WRITTEN PROBLEM: All records below must be retyped exactly.

** BEGIN AVAILABLE DATA **

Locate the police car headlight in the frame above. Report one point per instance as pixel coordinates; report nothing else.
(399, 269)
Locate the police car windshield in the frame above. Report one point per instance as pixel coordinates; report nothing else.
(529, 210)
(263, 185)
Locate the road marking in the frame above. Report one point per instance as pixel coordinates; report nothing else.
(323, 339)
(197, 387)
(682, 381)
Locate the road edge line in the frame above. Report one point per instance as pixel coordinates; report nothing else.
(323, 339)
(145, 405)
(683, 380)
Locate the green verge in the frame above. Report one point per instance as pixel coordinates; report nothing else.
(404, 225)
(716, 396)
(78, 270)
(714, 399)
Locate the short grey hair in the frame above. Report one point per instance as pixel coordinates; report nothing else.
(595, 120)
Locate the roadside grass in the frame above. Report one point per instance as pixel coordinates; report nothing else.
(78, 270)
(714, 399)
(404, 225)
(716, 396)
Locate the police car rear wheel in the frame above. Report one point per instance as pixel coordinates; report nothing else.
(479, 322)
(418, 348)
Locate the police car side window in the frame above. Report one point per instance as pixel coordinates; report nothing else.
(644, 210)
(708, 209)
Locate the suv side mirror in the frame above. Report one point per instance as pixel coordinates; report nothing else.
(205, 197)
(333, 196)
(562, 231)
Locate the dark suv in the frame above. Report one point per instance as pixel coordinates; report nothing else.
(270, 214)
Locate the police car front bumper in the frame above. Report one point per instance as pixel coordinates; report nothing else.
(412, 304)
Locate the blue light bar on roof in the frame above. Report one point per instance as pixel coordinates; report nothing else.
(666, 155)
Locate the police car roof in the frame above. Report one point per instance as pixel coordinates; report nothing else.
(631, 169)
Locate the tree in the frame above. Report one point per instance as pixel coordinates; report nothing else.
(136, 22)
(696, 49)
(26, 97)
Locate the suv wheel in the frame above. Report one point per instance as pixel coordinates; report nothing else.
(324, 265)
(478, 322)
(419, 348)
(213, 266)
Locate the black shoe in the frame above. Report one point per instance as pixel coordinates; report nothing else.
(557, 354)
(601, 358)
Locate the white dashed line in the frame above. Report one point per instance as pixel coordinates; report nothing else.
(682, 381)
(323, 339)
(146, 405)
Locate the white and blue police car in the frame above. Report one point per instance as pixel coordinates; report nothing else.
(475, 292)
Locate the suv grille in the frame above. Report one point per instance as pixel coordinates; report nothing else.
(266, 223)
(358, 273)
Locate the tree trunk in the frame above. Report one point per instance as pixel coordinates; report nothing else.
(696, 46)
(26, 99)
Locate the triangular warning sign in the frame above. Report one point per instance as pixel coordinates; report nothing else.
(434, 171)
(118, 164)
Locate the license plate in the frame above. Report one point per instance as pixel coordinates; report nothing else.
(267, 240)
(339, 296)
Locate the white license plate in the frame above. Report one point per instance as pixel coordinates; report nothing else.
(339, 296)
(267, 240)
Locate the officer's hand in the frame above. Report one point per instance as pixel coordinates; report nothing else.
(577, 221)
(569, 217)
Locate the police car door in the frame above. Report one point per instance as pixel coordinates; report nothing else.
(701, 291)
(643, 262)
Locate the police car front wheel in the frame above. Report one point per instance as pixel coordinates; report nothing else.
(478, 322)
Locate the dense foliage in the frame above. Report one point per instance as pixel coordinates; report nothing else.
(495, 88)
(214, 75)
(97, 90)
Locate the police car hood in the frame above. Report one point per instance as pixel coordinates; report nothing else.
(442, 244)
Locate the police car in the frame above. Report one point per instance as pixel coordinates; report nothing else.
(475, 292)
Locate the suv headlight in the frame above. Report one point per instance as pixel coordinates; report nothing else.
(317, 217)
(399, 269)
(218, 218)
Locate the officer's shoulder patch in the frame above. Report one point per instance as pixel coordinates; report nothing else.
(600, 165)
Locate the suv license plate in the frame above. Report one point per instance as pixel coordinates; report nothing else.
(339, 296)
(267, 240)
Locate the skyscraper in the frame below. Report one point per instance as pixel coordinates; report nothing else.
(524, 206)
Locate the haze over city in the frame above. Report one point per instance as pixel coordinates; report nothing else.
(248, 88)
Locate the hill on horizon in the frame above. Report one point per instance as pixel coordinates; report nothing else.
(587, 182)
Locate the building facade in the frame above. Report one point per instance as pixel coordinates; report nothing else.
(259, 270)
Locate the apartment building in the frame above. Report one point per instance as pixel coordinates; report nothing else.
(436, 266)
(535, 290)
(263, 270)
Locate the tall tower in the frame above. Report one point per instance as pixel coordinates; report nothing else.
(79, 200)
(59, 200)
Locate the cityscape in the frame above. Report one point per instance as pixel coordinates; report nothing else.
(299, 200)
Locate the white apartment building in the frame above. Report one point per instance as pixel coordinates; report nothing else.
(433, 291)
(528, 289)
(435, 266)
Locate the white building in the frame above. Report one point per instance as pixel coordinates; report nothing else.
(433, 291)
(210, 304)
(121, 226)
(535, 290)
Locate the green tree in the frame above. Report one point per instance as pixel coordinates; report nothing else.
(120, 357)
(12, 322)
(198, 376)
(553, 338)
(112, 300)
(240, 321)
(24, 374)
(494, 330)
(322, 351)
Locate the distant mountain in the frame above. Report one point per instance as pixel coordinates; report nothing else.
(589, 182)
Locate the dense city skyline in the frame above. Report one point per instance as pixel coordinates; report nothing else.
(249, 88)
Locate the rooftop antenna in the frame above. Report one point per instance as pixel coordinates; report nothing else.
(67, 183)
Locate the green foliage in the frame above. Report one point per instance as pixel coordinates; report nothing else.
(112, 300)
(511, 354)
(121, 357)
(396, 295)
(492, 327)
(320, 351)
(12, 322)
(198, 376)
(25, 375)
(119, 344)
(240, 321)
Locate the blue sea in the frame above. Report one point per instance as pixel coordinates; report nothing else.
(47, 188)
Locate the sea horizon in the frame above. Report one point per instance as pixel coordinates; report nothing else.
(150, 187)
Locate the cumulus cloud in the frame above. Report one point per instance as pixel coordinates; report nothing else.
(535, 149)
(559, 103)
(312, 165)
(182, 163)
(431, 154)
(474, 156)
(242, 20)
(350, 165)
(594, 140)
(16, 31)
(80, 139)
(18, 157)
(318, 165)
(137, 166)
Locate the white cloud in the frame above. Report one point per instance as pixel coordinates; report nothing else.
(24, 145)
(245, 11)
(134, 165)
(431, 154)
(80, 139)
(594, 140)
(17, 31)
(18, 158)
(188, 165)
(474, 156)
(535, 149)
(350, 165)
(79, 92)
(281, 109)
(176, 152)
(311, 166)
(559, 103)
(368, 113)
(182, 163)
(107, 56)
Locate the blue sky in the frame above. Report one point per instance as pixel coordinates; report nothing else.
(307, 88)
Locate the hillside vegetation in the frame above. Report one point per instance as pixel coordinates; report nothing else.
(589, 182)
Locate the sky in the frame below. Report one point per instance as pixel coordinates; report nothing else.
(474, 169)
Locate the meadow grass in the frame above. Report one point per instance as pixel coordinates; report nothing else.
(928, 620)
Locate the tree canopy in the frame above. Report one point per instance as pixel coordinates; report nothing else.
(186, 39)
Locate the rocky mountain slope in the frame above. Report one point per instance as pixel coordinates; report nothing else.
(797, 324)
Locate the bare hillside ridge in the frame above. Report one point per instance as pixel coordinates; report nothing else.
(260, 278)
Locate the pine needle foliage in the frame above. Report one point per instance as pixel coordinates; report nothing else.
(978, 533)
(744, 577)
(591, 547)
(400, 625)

** END AVAILABLE DATA **

EXERCISE RESULT:
Locate the police car headlight in the frame above. Report one point per instance as pixel coordinates; report nothing else.
(399, 269)
Locate the police car windshield in the frame above. Report one point per instance as pixel coordinates; report nothing else.
(529, 210)
(263, 185)
Locate the road marking in the frame above. Report one point per instance as pixel coordinates; report nothing else.
(323, 339)
(197, 387)
(682, 381)
Locate the road edge line in the frame above. Report one point per instance as pixel coordinates; report nothing else.
(323, 339)
(145, 405)
(683, 380)
Locate the green verge in the frame above. Report one point per instance as pixel coordinates; report nothing else.
(404, 225)
(716, 396)
(78, 270)
(714, 399)
Locate the short grey hair in the frame above. Report one point per instance as pixel coordinates; report nothing else.
(595, 120)
Locate the roadside grass in the frame above. Report one point per instance as pixel coordinates; report nothing else.
(78, 270)
(714, 399)
(404, 225)
(716, 396)
Locate the police car rear wheel in the frame above. Report one point per instance as pixel coordinates; report nothing else.
(479, 322)
(418, 348)
Locate the police car side window in the frame above. Report one point per instance as pixel coordinates; report nothing else.
(644, 210)
(708, 209)
Locate the suv side mirror in the frame above. Report one point per instance as pixel coordinates; report nothing else.
(205, 197)
(333, 196)
(562, 231)
Locate the dark suv in the frame above. Report one point per instance as pixel coordinates; report nothing else.
(270, 214)
Locate the police car front bumper in the frame above. Report one point per instance as pixel coordinates; report nothing else.
(412, 304)
Locate the blue light bar on roof in the frame above. Report one point per instance as pixel coordinates; report nothing else.
(666, 155)
Locate the police car roof in the frame above. Report one point per instance as pixel coordinates; report nothing else.
(631, 169)
Locate the tree in the frame above. Report one point per instance as pixel coordinates; report nothing else.
(136, 22)
(696, 49)
(26, 97)
Locate the suv wheel in the frame above. Report one point per instance as pixel coordinates; report nothing else.
(324, 265)
(478, 322)
(419, 348)
(213, 266)
Locate the black shoe in the frame above. Report one point per instance as pixel coordinates; report nothing else.
(557, 354)
(601, 358)
Locate the white dashed line in the frame above. Report one point per instance as pixel coordinates; report nothing else.
(682, 381)
(323, 339)
(146, 405)
Locate the white and blue police car in the frame above. Report one point per instance as pixel coordinates; report nothing else.
(475, 292)
Locate the suv grille in the frame above. Report one point per instance as pixel coordinates; report nothing else.
(266, 223)
(358, 273)
Locate the tree trunk in the frame above. Report one point per instance as pixel coordinates; report nothing else.
(696, 46)
(26, 99)
Locate the triangular warning sign in the frame above. Report one point per instance as pixel coordinates; report nothing else.
(434, 171)
(118, 164)
Locate the license plate in the frame above. Report one point per instance as pixel coordinates; report nothing else.
(267, 240)
(339, 296)
Locate the white license plate in the frame above. Report one point per instance as pixel coordinates; report nothing else.
(339, 296)
(267, 240)
Locate the officer's hand in the frame above. Report one point per instance as pixel coordinates; report nothing else.
(577, 221)
(569, 217)
Locate the police car door in the frame above. Report one point per instance as pixel coordinates; report nothing else.
(701, 291)
(643, 262)
Locate the police car front wheel in the frame above. Report one point per instance as pixel coordinates; report nothing else.
(478, 322)
Locate the dense foliage in the frame above. Report one point per instance as pixel coordinates; report nothing else.
(495, 88)
(214, 75)
(97, 90)
Locate the police car hood in the frame above. Report one point per instance as pixel coordinates; report nothing else.
(442, 244)
Locate the police car in the frame above. Report one point per instance as pixel coordinates; report nothing else.
(475, 292)
Locate the suv headlight in the frame above. Report one point per instance as pixel coordinates; report nothing else.
(317, 217)
(399, 269)
(218, 218)
Locate the officer's shoulder patch in the frame above. Report one point per instance as pixel coordinates; report nothing else.
(600, 165)
Locate the suv license plate in the frame above. Report one point per instance as pixel coordinates; report nothing else.
(339, 296)
(267, 240)
Locate the skyscraper in the frame below. Report one point per instance as pixel coordinates; report nothing else.
(524, 206)
Locate the haze over city in the frame above. Report one point per instance as pixel coordinates; report nothing else.
(248, 88)
Locate the hill on horizon in the frame above. Report one point per instance as pixel coordinates; report nothing else.
(587, 182)
Locate the building facade in the frame above. Report one point per instance as pixel coordinates; report nothing else.
(259, 270)
Locate the apartment building in the frame above. Report one point per instance as pixel coordinates; report nothing else.
(436, 266)
(535, 290)
(263, 270)
Locate the tall tower in the frame above. Report one point per instance as pixel coordinates; report nothing else.
(79, 200)
(59, 200)
Locate the cityscape in the frame above. Report one point per instance as pixel coordinates; report nothing else.
(299, 200)
Locate the white apartment building in the frame above. Report one point per instance as pixel coordinates; report nothing else.
(433, 291)
(528, 289)
(435, 266)
Locate the white building in the frame above. Report one point per instance as pixel coordinates; report nothing else.
(433, 291)
(210, 304)
(121, 226)
(535, 290)
Locate the green tree in the frame above. Report one point per instance as pixel coordinates; report nothing else.
(120, 357)
(12, 322)
(198, 376)
(553, 338)
(112, 300)
(240, 321)
(24, 374)
(494, 330)
(322, 351)
Locate the distant mountain in the frame above. Report one point per instance as pixel coordinates; report nothing else.
(589, 182)
Locate the dense city skyline in the frame above. Report one point per instance as pixel coordinates; report nothing else.
(249, 88)
Locate the rooftop antenna in the frame above. Report one point per instance as pixel coordinates; report nothing else.
(67, 183)
Locate the green foliage in the frame above. Report one point per instance as pixel coordinates; report nothing else.
(112, 300)
(511, 354)
(121, 357)
(396, 295)
(492, 327)
(320, 351)
(12, 322)
(198, 376)
(25, 375)
(119, 344)
(240, 321)
Locate the blue sea in the frame above. Report one point per instance as pixel coordinates; report nothing else.
(47, 188)
Locate the sea horizon in the frame above. Report one point per instance as pixel coordinates; report nothing else.
(150, 187)
Locate the cumulus cloud in the frame above. Report one point per instance as pixel coordinates; report nothing else.
(535, 149)
(559, 103)
(312, 165)
(182, 163)
(431, 154)
(474, 156)
(242, 20)
(350, 165)
(594, 140)
(16, 31)
(80, 139)
(18, 157)
(318, 165)
(137, 166)
Locate the white cloud in the frame above. Report one point per instance as pixel coordinates; report nothing else.
(24, 145)
(245, 11)
(134, 165)
(431, 154)
(80, 139)
(594, 140)
(17, 31)
(18, 158)
(188, 165)
(474, 156)
(535, 149)
(350, 165)
(79, 92)
(281, 109)
(176, 152)
(311, 166)
(559, 103)
(368, 113)
(182, 163)
(107, 56)
Locate the blue sky in the frame above. Report one point per instance as pixel coordinates; report nothing else.
(307, 88)
Locate the hillside vegetation in the frame above. Report one point per instance as pixel coordinates; report nothing else.
(589, 182)
Locate the sky in the frame below. Report one point per instance as pixel coordinates; report nothing else.
(474, 169)
Locate the meadow grass in the frame above. Report one point per instance as pixel coordinates; report nothing else.
(928, 620)
Locate the tree canopy in the frame above. Report one point per instance as pixel coordinates; report nothing else.
(186, 39)
Locate the rocky mountain slope in the frame above. Report one point per instance as pixel coordinates; report nothing else.
(797, 324)
Locate the bare hillside ridge in the frame above. Report one point per instance as pixel coordinates; report nothing else.
(260, 278)
Locate the pine needle foliage in the frame above. Report one point per instance as pixel coordinates; report nothing else.
(978, 533)
(744, 577)
(591, 547)
(400, 625)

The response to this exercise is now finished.